Exercise objective:
Rename "sheep" to "goat" in the lines from the one containing "Target: elevator door" through the one containing "(1113, 385)", inclusive. Return only those lines, with everything else left the same.

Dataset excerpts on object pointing
* START *

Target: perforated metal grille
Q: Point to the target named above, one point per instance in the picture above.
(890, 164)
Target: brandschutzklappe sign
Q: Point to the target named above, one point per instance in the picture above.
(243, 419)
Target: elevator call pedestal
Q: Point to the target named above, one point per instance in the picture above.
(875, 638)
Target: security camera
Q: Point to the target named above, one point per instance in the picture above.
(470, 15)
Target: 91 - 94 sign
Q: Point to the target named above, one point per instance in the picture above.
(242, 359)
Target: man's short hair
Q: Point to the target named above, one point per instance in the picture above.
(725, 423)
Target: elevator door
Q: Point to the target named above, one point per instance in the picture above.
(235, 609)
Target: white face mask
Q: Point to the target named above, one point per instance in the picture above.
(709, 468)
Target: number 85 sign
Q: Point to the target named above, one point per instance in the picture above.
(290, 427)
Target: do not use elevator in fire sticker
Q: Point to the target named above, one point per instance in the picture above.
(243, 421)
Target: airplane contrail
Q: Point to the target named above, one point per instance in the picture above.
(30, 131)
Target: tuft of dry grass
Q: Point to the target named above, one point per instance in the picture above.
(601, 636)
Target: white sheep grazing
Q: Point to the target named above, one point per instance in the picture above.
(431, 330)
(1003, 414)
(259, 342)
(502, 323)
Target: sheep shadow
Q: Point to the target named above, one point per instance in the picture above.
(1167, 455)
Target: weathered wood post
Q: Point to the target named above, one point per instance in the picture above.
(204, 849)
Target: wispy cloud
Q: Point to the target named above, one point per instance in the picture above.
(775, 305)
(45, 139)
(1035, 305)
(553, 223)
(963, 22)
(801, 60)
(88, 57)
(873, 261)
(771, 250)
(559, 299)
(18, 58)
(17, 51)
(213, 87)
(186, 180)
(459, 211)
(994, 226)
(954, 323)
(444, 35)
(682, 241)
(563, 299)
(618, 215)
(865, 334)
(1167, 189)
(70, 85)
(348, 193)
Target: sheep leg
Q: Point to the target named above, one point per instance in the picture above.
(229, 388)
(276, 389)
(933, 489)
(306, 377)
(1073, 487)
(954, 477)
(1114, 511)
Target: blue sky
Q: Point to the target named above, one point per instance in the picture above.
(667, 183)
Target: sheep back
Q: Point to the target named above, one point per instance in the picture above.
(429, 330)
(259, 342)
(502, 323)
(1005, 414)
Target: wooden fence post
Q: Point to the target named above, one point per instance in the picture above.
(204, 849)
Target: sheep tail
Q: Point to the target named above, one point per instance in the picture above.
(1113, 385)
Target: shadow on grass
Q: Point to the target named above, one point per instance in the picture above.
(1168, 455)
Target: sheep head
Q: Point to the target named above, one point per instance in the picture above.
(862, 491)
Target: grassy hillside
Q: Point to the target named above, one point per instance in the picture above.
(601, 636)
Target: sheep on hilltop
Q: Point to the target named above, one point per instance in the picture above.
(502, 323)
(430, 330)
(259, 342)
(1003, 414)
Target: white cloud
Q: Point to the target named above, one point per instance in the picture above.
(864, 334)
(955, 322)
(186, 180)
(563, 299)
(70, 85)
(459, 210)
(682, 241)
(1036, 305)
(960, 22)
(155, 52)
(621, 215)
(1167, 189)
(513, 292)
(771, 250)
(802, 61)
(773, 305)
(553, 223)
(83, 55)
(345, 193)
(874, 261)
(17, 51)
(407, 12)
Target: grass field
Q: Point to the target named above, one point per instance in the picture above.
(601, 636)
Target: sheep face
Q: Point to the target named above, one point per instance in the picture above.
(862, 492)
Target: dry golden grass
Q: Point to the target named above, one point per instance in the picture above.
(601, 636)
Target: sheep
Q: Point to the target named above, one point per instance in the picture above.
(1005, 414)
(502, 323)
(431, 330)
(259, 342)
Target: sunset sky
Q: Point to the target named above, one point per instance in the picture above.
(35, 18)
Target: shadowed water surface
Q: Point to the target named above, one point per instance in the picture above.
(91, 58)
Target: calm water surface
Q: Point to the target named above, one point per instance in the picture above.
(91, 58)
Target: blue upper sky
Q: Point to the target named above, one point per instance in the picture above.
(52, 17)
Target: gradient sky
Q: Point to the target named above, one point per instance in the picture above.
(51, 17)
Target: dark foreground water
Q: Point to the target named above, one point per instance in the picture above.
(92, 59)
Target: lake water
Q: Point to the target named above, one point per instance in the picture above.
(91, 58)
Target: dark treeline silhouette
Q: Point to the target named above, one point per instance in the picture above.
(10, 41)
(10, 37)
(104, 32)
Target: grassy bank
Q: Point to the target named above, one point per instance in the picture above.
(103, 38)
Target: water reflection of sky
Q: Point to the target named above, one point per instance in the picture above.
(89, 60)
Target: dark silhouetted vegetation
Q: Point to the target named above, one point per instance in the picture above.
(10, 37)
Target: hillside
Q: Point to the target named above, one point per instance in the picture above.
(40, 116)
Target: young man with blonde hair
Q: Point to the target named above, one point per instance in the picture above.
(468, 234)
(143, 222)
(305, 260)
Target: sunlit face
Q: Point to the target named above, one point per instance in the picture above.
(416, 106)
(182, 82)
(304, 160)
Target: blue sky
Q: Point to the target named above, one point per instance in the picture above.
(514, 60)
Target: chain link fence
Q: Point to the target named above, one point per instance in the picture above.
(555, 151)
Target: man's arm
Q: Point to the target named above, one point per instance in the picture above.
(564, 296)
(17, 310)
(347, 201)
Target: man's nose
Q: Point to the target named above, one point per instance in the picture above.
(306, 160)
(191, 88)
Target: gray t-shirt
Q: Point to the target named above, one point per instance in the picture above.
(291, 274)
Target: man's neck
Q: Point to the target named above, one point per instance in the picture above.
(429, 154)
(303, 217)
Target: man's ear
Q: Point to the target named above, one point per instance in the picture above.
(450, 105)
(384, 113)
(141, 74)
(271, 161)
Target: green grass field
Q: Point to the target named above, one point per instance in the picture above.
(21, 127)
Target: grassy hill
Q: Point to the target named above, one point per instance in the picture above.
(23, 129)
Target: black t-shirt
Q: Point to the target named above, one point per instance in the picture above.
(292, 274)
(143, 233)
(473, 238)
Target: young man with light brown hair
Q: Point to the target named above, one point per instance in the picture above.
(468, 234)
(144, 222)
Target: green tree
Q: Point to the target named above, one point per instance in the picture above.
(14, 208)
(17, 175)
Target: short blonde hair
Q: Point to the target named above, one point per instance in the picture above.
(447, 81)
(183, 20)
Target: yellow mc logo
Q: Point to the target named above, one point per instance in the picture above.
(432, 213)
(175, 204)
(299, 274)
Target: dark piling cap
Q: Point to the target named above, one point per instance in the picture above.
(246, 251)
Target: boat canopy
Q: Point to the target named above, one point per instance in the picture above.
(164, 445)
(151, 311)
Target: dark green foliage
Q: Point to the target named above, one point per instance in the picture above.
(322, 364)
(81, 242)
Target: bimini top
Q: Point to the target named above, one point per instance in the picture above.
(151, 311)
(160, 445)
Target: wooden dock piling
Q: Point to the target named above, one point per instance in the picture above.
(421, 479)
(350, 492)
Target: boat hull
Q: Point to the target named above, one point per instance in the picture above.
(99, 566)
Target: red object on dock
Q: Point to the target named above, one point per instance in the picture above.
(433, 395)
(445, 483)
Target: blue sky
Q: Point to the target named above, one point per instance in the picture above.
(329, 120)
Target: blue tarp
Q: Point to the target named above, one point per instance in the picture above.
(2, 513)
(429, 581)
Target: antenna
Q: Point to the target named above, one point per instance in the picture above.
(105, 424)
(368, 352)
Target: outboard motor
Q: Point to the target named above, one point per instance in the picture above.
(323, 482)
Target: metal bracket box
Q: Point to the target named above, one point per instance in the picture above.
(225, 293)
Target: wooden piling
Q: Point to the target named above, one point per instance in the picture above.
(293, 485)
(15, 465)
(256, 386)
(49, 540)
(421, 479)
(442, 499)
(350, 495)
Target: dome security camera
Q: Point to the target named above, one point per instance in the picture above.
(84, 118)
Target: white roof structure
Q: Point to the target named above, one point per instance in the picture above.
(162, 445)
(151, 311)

* END *

Answer to this problem:
Target: elevator door
Q: Point to the target named above, one point per instance in the picture above.
(235, 609)
Target: white face mask
Q: Point to the target named above, one point per instance in the picture above.
(709, 468)
Target: number 85 sign
Q: Point to the target named above, one point per instance in the picture above.
(290, 427)
Target: do not use elevator in fire sticker
Q: Point to the target named above, one point per instance in the picture above.
(243, 421)
Target: airplane contrail
Q: Point to the target named above, one point per instance in the picture above.
(30, 131)
Target: tuft of dry grass
Q: Point to the target named above, one point per instance in the picture above.
(601, 636)
Target: white goat grazing
Q: Point to the target named above, one point per instance in the picture above.
(431, 330)
(1003, 414)
(259, 342)
(502, 323)
Target: goat shadow
Q: Point to the target named above, one point per instance in the picture above.
(1167, 455)
Target: weathered wood post
Q: Point to the target named above, one point per instance in the picture above.
(204, 849)
Target: wispy cloud
Q: Point to the target named above, one point per instance in the picture above.
(775, 305)
(45, 139)
(1035, 305)
(553, 223)
(963, 22)
(801, 60)
(88, 57)
(873, 261)
(771, 250)
(559, 299)
(18, 58)
(17, 51)
(213, 87)
(186, 180)
(459, 211)
(994, 226)
(954, 323)
(444, 35)
(682, 241)
(563, 299)
(618, 215)
(865, 334)
(1167, 189)
(70, 85)
(348, 193)
Target: goat leg
Q: Point to the target named above, one point per instance in the picture above.
(229, 388)
(276, 389)
(933, 489)
(306, 377)
(1073, 487)
(954, 477)
(1114, 511)
Target: blue sky
Q: Point to the target named above, one point per instance in the picture above.
(667, 183)
Target: goat back
Q: Point to the target named above, one point per instance in the picture above.
(429, 330)
(259, 342)
(502, 323)
(1005, 414)
Target: wooden fence post
Q: Point to the target named above, one point per instance in the picture above.
(204, 849)
Target: goat tail
Q: Point to the target named above, one point per instance in the picture above.
(1113, 385)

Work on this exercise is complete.